▶ [Explore the material]:
• A. From the text "Burying the Tomahawk," set down word for word the part starting at "For twelve long" and ending at "of untiring years.".
• B. Name every person identified by name in the text "Burying the Tomahawk."

▶ [Provided passage]:
----
Burying the Tomahawk

There’s an odd side-note to the story of Stock Whitley (“Honored Enemy”), the Warm Springs scout who was mortally wounded while fighting alongside Army troops against Paulina’s raiders near the Crooked River in 1864, a tale that involves a tomahawk with innocent blood on it.

In 1833 a physician and missionary named Dr. Marcus Whitman crossed the Plains with his family and traveled the Oregon Trail to establish a mission a few miles from where the city of Walla Walla now stands.  The correspondent who wrote the account of Stock Whitley’s death for the Sacramento Daily Union in 1864, also included some information about Dr. Whitman and the saga of the pipe tomahawk which was the instrument of his death.

For twelve long years he lived among them, and the fruits of his labor were to be seen in cultivated fields and comfortable homes belonging to the Indians, who had cheerfully adopted the civilization he taught them, and showed enlightment and progress that rewarded well the labor of untiring years.
----
▶ [Provided material]:
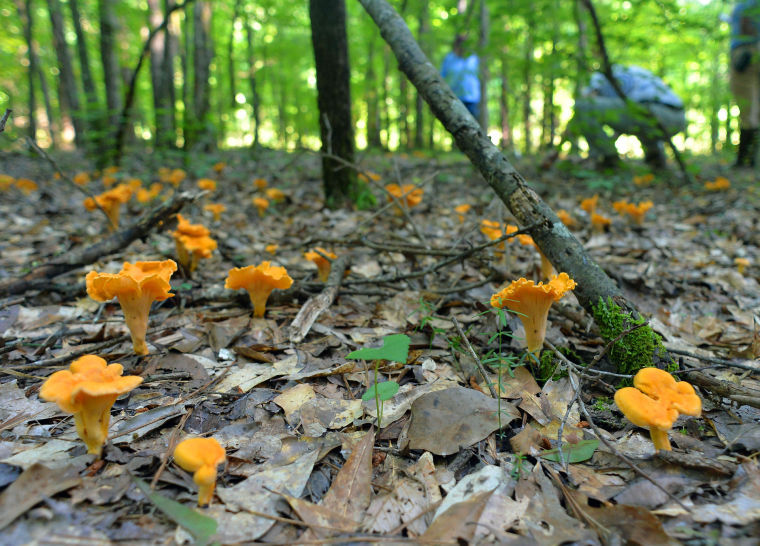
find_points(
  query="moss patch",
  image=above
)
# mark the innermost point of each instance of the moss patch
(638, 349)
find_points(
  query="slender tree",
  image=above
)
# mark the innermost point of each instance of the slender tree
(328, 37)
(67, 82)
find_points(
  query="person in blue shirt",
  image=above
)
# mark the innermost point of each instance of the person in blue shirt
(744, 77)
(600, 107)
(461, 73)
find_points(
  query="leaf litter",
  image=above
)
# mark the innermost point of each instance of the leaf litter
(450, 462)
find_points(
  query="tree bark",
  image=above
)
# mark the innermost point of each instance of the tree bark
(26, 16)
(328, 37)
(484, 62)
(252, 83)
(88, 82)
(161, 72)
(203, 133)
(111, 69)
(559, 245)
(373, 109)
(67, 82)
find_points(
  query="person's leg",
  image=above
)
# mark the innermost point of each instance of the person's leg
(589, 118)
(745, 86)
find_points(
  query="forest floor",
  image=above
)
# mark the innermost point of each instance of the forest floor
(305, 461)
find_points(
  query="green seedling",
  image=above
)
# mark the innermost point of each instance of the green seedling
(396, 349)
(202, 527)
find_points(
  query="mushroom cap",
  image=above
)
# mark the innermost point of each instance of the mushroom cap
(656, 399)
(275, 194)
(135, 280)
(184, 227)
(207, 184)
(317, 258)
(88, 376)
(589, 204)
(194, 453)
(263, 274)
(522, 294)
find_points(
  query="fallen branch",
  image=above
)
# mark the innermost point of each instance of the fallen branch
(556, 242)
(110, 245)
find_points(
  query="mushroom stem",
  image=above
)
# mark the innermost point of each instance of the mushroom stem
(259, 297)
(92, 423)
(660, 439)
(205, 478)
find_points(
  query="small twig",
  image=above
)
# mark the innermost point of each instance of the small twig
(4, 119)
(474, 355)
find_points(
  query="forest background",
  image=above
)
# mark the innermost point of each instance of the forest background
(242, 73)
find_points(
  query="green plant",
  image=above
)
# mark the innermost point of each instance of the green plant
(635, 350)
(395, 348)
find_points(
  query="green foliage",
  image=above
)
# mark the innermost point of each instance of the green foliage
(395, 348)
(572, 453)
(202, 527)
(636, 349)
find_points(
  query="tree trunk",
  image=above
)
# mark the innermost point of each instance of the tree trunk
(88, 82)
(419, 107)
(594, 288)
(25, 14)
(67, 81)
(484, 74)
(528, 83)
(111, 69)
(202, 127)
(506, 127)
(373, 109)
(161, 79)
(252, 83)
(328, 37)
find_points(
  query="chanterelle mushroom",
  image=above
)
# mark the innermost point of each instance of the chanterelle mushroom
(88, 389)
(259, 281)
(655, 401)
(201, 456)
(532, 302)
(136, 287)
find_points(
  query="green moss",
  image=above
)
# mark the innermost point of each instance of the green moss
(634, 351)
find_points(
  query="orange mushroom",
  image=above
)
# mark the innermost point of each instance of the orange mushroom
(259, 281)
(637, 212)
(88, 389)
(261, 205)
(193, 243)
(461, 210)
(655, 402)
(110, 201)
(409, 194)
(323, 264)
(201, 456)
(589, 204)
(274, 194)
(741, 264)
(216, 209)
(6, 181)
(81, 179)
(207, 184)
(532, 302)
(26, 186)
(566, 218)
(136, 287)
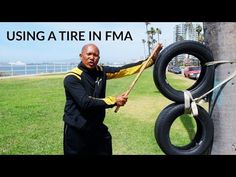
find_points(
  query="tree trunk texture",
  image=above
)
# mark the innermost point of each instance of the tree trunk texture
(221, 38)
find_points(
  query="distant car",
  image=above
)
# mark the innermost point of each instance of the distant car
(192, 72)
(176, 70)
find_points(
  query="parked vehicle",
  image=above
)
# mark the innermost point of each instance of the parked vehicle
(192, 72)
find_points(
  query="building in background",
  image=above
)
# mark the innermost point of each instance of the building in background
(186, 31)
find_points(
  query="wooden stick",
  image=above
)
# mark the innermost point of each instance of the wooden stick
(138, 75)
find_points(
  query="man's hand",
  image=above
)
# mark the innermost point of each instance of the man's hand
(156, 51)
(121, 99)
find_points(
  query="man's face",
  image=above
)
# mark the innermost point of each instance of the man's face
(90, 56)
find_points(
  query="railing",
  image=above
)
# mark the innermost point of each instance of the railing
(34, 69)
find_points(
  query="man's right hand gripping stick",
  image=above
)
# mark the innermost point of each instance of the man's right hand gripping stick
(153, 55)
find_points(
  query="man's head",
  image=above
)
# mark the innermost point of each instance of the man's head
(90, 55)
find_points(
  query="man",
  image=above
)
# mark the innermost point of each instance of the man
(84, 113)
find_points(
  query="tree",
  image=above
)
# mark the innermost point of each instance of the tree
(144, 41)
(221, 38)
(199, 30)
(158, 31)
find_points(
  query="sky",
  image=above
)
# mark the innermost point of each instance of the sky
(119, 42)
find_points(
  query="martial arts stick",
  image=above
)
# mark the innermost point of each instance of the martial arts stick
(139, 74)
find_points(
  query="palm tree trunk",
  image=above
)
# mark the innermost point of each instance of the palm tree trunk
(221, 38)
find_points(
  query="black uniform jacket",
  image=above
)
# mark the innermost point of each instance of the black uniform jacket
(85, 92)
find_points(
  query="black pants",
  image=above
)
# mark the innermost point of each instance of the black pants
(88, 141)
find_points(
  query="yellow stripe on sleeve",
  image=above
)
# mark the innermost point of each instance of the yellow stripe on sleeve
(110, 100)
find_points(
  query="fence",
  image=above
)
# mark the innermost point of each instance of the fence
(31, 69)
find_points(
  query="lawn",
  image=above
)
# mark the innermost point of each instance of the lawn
----
▶ [Written answers]:
• A.
For twelve long years he lived among them, and the fruits of his labor were to be seen in cultivated fields and comfortable homes belonging to the Indians, who had cheerfully adopted the civilization he taught them, and showed enlightment and progress that rewarded well the labor of untiring years.

• B.
Stock Whitley
Paulina
Dr. Marcus Whitman